■ Excerpt to read ■
— START —

The only ballots that I've seen rejected have been deliberately spoiled by the voter by marking X in all of the circles or scribbling across the entire ballot.
So it is your contention that it is impossible to fill out that ballot in such way that two people would have differing opinions on whether or not it was valid?
If you are unable to mark a simple X in a circle, are you any more able to work an electronic voting machine? If the paper is to confusing is an electronic voting machine any less confusing?
An electronic machine can inform the voter he's selected too many candidates (especially when the voter is supposed to pick two or three out of ten or twelve). An electronic machine can verify ("You have selected X. Is this correct?") the voter's intentions. An electronic machine would also allow the voter to correct a mistake without having to get a new ballot. If the interface is designed correctly, it need be no more confusing than a paper ballot (which can also be designed poorly a la Florida's butterfly ballot). It would eliminate the discounting of an improperly filled-in ballot because the computer would simply not allow it. It's called input validation and computers have been doing it for years.

— END —

■ Directives ■
1. Duplicate the ballot discussion from "So it is your" down to "any less confusing?".
2. Which paper ballot does the ballot discussion give as an example of poor design?
3. Carry the ballot discussion forward from its final sentence.

■ Information supplied ■
— START —

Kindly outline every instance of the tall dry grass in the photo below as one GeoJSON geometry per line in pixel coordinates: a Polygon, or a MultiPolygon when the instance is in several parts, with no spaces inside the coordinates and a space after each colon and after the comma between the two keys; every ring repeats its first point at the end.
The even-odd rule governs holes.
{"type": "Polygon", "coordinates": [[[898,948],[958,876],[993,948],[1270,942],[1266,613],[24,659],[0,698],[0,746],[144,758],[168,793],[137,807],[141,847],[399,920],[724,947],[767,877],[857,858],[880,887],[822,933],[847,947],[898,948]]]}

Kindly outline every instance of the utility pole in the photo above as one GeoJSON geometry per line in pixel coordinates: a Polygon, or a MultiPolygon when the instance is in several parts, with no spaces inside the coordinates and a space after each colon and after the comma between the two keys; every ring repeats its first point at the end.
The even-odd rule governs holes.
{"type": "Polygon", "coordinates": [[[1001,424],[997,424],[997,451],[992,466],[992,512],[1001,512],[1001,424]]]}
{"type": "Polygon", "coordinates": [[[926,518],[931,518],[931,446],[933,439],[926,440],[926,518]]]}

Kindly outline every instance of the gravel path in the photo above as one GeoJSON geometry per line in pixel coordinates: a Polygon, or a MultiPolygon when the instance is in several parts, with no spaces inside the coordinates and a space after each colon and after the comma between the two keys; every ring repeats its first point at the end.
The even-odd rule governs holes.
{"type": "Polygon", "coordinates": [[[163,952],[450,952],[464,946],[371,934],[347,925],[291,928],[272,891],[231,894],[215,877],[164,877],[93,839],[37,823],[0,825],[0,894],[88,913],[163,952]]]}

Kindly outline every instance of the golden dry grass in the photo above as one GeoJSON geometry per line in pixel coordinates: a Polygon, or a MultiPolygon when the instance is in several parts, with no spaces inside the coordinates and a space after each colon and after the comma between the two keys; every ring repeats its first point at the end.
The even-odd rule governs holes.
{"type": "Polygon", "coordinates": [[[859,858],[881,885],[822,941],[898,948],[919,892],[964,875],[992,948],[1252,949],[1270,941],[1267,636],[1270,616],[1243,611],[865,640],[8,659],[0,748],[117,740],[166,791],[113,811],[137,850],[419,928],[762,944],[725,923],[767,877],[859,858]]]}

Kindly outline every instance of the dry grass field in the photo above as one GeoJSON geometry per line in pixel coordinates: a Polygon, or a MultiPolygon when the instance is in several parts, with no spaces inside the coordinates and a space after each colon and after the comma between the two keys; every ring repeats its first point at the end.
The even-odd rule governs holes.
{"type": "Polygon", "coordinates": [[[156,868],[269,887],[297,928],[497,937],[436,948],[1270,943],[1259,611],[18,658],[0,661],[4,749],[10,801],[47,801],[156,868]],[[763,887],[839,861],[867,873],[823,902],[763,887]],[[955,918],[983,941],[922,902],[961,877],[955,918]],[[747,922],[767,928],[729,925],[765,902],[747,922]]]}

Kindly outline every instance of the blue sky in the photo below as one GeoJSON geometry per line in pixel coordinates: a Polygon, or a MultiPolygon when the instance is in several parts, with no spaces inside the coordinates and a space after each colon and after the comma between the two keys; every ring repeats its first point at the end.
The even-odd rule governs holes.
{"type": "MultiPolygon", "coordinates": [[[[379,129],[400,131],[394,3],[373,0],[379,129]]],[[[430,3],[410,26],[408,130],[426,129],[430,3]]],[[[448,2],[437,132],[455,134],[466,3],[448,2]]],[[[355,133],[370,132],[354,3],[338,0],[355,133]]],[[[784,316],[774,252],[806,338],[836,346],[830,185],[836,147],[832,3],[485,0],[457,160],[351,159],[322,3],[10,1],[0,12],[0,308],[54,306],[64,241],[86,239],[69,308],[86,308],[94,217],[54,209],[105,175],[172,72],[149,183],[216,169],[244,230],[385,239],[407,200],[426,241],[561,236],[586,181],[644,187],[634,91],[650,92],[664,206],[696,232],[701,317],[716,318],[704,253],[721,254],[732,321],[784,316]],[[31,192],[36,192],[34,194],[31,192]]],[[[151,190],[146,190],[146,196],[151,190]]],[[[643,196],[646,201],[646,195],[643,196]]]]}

— END —

■ Solved tasks ■
1.
So it is your contention that it is impossible to fill out that ballot in such way that two people would have differing opinions on whether or not it was valid?
If you are unable to mark a simple X in a circle, are you any more able to work an electronic voting machine? If the paper is to confusing is an electronic voting machine any less confusing?

2. Florida's butterfly ballot.

3.
Consider we are talking about a system most people have used for years (a 90 year old grandmother is likely to have voted before) as opposed to a brand new system no one has ever seen.
My guess is even your 90 year old grandmother can be shown how to use an electronic voting machine in a couple of minutes. But also have plain paper ballots available for those who want them.
One more time.... it's a freakin' X in a circle! This is not rocket science. Either there's an X in the circle, or there isn't an X in the circle. Sometimes there's multiple Xes in multiple circles. That would be a spoiled ballot. Other times there's no X at all. That, too, would be a spoiled ballot. Otherwise, how bloody difficult is it for you to comprehend an X in a circle? Sheesh!
So if my X is super tiny or fills the whole page it will still be counted? What if it's on the edge of the circle? Which side of the circle mark defines "inside". What if my hand is shaky and the lines aren't straight? What if I draw a "V"? The point is that the voter should have some way to know that his vote is valid without having to guess. Some form of feedback that doesn't compromise his anonymity. People make mistakes. Validation would reduce a lot of them. If the vote is important, then reducing mistakes should be important. If it's not, then neither is security.
There are alternate means of voting for people with disabilities that prevent them from putting an X in a circle.
In most cases the solution is to have someone else fill out the ballot for them which compromises their anonymity and, in the cases where the voter is blind or can't read english, forces them to trust the person is filling it out correctly.
If you spoil your ballot, you can take it to the people running the poll station and ask for a new one. If you shove the spoiled ballot into the box, it's your own fault if it doesn't get counted.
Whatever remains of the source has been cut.